#### Supplied material:
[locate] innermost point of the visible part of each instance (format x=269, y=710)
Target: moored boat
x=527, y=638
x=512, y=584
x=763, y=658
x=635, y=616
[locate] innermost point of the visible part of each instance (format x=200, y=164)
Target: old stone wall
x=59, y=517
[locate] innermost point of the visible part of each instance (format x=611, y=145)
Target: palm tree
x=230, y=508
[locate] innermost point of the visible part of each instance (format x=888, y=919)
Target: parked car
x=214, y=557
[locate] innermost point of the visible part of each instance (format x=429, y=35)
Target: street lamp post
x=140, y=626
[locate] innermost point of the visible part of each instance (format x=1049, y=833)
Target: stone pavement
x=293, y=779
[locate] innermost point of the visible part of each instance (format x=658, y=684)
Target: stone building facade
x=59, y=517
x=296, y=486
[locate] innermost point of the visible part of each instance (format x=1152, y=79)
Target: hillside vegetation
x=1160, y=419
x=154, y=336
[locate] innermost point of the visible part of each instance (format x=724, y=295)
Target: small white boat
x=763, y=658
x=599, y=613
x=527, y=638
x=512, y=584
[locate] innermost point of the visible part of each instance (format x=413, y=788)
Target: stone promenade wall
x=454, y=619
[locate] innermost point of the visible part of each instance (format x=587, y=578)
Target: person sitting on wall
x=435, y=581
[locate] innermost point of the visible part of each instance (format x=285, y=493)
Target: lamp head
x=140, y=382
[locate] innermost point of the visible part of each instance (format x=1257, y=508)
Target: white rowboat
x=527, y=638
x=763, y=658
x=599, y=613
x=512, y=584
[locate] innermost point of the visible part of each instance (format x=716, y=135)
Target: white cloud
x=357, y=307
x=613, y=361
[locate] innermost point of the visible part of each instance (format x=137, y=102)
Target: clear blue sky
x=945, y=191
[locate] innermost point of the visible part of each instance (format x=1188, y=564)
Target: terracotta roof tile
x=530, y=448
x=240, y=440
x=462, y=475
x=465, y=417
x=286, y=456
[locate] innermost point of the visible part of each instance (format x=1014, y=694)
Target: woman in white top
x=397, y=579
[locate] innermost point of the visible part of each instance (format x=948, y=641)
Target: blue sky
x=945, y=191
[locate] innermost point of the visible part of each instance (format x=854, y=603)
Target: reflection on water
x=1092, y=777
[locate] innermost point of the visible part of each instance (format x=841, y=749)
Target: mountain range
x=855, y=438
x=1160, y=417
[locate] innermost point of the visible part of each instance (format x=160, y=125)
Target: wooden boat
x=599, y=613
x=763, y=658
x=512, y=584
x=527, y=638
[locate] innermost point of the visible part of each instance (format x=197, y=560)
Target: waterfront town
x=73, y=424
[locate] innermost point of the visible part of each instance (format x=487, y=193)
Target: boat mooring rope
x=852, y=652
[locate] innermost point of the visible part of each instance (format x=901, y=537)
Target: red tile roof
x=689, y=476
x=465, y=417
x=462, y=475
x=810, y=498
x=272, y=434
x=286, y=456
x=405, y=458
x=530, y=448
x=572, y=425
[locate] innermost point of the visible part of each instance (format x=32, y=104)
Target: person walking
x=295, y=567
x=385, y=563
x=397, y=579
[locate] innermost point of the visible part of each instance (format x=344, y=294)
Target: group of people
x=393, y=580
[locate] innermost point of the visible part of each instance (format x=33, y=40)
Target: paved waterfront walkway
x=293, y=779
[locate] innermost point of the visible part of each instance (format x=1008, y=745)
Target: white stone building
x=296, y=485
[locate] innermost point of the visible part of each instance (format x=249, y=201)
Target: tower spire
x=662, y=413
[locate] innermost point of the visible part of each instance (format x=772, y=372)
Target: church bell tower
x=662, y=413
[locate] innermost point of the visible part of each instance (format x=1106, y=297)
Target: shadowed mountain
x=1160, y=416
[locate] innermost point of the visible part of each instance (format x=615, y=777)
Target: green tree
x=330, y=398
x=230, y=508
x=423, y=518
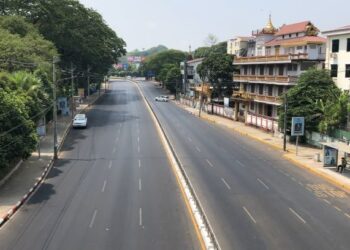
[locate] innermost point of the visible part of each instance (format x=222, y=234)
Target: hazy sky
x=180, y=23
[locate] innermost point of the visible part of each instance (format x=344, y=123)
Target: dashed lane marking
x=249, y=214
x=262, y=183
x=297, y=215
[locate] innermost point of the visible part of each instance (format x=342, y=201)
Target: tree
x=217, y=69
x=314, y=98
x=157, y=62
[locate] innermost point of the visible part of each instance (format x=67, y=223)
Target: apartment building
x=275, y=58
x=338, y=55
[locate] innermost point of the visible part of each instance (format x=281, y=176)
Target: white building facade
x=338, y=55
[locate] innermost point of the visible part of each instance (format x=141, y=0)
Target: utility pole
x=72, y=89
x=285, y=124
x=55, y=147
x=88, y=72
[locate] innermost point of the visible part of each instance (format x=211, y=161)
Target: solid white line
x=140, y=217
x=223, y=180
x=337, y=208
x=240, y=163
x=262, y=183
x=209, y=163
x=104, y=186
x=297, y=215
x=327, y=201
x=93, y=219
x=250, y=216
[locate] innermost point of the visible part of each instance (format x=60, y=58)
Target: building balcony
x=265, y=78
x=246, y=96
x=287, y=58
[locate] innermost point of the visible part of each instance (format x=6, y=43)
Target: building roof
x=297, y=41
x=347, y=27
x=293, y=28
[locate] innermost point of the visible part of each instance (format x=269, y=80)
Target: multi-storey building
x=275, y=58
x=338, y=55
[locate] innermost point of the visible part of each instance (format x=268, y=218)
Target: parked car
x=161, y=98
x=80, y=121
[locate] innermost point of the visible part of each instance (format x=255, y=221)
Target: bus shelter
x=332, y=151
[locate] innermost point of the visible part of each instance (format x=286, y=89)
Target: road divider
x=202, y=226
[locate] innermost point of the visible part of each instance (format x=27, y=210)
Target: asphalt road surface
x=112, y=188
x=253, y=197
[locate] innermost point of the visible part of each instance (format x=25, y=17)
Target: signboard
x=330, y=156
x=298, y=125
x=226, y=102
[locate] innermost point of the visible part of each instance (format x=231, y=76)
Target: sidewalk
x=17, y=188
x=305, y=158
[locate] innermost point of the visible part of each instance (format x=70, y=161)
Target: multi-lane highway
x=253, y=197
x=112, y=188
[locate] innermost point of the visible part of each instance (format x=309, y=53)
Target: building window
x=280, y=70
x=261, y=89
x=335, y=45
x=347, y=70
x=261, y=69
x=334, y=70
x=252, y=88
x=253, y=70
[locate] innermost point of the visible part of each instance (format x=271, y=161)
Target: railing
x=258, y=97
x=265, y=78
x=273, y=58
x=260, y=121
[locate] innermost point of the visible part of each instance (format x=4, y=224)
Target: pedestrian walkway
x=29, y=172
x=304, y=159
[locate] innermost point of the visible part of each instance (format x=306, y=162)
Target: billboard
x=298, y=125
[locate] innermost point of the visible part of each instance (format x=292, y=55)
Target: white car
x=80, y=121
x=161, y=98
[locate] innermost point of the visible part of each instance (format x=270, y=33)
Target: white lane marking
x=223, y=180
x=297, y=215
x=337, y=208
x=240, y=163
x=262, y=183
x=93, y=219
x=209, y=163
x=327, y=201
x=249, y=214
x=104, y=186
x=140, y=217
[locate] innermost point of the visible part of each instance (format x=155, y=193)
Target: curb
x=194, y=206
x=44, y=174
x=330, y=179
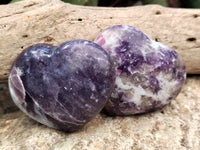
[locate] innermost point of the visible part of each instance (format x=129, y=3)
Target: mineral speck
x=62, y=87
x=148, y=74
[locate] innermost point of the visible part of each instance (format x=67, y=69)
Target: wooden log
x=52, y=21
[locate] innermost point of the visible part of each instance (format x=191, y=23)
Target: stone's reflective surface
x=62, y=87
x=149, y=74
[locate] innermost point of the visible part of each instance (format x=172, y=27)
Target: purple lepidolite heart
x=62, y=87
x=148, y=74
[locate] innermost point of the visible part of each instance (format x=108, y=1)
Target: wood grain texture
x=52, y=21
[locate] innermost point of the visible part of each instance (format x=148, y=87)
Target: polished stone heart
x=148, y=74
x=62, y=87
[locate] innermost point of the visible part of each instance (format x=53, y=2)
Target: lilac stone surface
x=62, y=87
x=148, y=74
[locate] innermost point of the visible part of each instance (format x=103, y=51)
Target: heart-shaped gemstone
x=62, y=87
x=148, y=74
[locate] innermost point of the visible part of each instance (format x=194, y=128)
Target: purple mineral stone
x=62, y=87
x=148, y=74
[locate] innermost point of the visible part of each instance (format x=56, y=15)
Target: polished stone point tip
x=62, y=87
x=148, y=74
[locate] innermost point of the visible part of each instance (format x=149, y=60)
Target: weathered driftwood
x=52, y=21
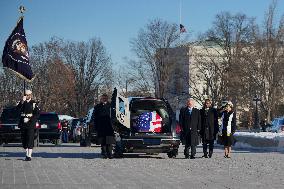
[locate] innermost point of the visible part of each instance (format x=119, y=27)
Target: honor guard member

#### Do this:
Copy the rows starting at the line containing "(format x=271, y=161)" and ending at the line containing "x=149, y=74", substituting "Object" for "Target" throughout and leaving everything else unchanged. Omit the pictures from your answer.

#### Answer to this exercise:
[locate] innermost point of the visible part of each instance (format x=271, y=161)
Object: railing
x=258, y=97
x=265, y=78
x=273, y=58
x=260, y=121
[locate] innermost point of the visible part of each instance (format x=4, y=224)
Object: pedestrian walkway
x=29, y=172
x=304, y=159
[locate] innermost point of the visible part of each instance (format x=306, y=162)
Object: billboard
x=298, y=125
[locate] innermost point of the visible part of each instance (format x=292, y=55)
Object: white car
x=80, y=121
x=161, y=98
[locate] innermost point of the visible part of each instance (format x=270, y=33)
Object: white lane marking
x=223, y=180
x=297, y=215
x=337, y=208
x=240, y=163
x=262, y=183
x=93, y=219
x=209, y=163
x=327, y=201
x=249, y=214
x=104, y=186
x=140, y=217
[locate] innermost point of the visible part of each instance (format x=155, y=193)
Object: curb
x=194, y=206
x=44, y=174
x=330, y=179
[locate] innermost point of the visible part of each instance (format x=129, y=3)
Object: mineral speck
x=62, y=87
x=148, y=74
[locate] innermost point of the visible part of each instance (format x=67, y=69)
Object: wooden log
x=52, y=21
[locate] innermost point of the visible part of each instance (format x=191, y=23)
Object: stone's reflective surface
x=62, y=87
x=149, y=74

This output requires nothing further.